=== PASSAGE TO READ ===
[start]

The Thompson shell was the first Unix shell, introduced in the first version of Unix in 1971, and was written by Ken Thompson.
It was a simple command interpreter, not designed for scripting, but nonetheless introduced several innovative features to the command-line interface and led to the development of the later Unix shells.

History
The name "shell" for a command-line interpreter and the concept of making the shell a user program outside of the operating system kernel were introduced in Unix's precursor Multics.

An early feature of the Thompson shell was a compact syntax for input/output redirection.  In Multics, redirecting the  input or output of a command required separate commands to start and stop redirection; in Unix, one could simply add an argument to the command line consisting of the < symbol followed by a filename for input or the > symbol for output, and the shell would redirect I/O for the duration of the command.  This syntax was already present by the release of the first version of Unix in 1971.

[end]

=== GOAL OF THE EXERCISE ===
Can you sum up the passage on the Thompson shell in two sentences? The listing that comes next plays no part here.

=== DATA SECTION ===
[start]

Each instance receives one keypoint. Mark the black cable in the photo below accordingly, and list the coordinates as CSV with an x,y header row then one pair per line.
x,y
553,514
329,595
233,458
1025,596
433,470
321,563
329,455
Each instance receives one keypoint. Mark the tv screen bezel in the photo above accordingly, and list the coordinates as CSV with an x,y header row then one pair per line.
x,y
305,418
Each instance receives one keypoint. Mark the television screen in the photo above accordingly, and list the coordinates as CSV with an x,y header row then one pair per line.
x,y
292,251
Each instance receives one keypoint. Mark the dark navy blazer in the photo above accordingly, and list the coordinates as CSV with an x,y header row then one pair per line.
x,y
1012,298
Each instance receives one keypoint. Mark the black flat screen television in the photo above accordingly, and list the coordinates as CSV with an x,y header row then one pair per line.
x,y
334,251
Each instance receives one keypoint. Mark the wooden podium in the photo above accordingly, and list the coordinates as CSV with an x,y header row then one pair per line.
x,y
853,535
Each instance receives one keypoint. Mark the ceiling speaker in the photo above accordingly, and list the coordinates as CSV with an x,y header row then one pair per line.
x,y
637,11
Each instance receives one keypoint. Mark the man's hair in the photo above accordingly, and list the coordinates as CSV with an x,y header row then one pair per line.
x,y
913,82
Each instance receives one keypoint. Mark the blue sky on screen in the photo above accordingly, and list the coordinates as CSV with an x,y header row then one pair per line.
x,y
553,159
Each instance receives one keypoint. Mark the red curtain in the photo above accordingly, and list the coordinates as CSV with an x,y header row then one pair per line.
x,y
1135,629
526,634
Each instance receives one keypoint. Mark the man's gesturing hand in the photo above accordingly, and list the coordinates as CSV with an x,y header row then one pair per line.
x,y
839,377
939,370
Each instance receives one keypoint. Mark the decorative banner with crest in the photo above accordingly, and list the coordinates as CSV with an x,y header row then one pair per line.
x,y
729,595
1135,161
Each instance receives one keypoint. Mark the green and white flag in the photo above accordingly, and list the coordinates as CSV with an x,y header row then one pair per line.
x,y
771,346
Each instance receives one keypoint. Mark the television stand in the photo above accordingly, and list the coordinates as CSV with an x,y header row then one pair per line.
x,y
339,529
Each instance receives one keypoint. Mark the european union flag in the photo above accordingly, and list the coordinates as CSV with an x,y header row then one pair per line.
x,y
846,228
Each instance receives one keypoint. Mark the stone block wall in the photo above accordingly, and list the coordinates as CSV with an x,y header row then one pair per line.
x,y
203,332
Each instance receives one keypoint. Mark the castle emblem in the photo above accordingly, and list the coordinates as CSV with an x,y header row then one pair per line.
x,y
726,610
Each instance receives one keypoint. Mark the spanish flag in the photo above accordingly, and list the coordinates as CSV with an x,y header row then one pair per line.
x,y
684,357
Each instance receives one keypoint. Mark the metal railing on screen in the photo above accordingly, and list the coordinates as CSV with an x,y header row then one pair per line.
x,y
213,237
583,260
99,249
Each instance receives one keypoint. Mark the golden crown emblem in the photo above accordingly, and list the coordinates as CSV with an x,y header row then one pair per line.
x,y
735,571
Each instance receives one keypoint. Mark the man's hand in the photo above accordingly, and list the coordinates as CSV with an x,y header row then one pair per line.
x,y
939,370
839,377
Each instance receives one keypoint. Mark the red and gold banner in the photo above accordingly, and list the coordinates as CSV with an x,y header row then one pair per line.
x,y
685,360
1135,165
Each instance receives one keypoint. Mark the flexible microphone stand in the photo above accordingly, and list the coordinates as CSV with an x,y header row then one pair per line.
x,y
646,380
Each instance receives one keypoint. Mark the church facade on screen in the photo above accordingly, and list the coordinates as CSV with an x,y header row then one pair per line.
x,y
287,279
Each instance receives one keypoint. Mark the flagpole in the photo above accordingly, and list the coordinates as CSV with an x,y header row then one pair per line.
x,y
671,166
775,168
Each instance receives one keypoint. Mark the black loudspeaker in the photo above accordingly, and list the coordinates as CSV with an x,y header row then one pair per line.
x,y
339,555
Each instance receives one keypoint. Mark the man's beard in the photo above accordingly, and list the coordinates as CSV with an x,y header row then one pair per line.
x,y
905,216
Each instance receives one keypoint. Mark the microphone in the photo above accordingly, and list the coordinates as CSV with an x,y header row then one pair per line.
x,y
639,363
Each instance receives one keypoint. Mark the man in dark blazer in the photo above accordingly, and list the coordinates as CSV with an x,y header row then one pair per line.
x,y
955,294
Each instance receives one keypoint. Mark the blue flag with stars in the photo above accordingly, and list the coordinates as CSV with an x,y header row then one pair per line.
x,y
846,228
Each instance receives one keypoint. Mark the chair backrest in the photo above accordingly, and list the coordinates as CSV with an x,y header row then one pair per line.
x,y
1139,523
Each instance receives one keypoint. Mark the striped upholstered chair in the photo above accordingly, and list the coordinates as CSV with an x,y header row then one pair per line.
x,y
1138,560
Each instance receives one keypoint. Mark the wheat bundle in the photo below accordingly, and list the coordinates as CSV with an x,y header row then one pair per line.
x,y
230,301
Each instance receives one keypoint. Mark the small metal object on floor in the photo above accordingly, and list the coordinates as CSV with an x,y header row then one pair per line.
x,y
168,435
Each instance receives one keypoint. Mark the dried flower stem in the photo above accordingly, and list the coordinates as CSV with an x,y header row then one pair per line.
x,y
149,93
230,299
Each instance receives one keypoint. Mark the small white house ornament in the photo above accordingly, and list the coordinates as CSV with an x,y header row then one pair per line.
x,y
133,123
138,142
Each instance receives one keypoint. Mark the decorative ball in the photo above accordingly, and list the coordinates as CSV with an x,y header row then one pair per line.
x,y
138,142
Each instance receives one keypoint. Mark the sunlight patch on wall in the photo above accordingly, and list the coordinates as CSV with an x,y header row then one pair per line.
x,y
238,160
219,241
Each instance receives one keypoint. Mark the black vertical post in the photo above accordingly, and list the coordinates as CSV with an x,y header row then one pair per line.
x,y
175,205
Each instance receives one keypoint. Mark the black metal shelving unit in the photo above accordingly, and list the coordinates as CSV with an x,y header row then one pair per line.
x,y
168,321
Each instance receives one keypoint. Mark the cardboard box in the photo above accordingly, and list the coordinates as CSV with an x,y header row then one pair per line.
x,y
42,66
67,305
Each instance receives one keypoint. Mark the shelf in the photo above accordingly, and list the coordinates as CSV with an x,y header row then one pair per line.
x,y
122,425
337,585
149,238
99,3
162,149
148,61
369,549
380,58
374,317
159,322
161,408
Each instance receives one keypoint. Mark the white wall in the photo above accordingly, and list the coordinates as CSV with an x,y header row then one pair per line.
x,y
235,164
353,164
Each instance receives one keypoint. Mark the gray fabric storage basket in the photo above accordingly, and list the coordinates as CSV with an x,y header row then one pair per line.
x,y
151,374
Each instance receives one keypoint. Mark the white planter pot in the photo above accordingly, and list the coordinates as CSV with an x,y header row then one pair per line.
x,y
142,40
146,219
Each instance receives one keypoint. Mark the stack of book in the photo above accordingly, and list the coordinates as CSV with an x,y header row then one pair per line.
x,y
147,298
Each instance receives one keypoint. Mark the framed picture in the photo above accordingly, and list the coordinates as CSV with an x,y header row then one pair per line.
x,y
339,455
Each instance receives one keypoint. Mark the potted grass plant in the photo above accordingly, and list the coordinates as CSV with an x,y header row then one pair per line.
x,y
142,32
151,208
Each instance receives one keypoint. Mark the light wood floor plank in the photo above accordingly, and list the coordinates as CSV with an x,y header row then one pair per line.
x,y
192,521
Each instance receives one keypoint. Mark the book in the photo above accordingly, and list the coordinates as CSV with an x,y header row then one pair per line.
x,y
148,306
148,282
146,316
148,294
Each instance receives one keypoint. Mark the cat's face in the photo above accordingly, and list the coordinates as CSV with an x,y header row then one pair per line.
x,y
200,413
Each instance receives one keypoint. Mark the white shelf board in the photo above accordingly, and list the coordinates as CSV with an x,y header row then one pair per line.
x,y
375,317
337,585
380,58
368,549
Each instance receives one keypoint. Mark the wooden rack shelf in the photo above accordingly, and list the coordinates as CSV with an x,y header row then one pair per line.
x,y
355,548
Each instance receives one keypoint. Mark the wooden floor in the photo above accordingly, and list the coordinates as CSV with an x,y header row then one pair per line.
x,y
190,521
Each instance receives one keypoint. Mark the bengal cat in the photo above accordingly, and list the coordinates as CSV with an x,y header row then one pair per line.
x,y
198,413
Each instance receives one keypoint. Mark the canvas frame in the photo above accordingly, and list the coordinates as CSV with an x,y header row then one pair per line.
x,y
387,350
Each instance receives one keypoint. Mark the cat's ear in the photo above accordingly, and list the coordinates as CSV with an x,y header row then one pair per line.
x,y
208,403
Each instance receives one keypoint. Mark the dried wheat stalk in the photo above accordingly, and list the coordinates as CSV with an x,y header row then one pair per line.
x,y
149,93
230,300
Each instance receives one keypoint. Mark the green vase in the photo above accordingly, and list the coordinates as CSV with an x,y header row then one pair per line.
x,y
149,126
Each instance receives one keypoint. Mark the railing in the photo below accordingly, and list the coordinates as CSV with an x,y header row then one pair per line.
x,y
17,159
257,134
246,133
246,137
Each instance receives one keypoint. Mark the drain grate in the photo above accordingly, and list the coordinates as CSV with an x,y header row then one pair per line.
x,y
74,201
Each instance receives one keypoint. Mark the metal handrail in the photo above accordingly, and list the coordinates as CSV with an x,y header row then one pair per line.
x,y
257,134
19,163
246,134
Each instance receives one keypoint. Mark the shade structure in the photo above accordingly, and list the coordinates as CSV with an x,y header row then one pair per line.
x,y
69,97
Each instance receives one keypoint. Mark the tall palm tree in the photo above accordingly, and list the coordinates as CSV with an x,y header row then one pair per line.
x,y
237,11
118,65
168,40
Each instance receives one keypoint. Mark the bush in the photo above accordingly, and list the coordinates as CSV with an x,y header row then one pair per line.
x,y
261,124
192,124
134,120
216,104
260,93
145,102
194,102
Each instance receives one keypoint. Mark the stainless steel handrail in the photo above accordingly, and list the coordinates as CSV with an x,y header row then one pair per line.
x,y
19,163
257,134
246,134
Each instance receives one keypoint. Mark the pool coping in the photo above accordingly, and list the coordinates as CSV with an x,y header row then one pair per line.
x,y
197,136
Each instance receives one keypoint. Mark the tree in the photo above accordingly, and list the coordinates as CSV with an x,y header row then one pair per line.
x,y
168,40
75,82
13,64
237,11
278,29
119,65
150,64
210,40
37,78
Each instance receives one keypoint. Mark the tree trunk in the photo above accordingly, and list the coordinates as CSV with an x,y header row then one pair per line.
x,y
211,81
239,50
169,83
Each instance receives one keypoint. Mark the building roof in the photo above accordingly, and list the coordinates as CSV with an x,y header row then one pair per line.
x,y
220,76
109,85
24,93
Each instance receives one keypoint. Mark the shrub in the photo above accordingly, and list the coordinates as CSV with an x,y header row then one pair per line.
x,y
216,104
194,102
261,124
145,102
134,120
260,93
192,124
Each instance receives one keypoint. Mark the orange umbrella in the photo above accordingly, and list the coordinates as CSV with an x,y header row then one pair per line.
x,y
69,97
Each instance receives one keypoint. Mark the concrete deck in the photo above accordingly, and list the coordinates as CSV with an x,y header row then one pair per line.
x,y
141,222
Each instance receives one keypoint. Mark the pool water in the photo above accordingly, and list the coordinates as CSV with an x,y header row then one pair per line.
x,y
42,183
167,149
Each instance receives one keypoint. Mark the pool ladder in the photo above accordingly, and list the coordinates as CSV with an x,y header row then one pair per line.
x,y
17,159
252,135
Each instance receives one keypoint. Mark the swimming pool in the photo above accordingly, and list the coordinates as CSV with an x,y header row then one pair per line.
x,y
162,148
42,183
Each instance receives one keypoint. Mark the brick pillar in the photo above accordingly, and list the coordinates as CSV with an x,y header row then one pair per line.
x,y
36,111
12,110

[end]

=== FULL ANSWER ===
Written by Ken Thompson, the Thompson shell was the first Unix shell, introduced in the first version of Unix in 1971. It was a simple command interpreter not designed for scripting, yet it introduced several innovative command-line features, notably a compact redirection syntax using < or > followed by a filename in place of the separate start and stop commands Multics required, and it led to the development of later Unix shells.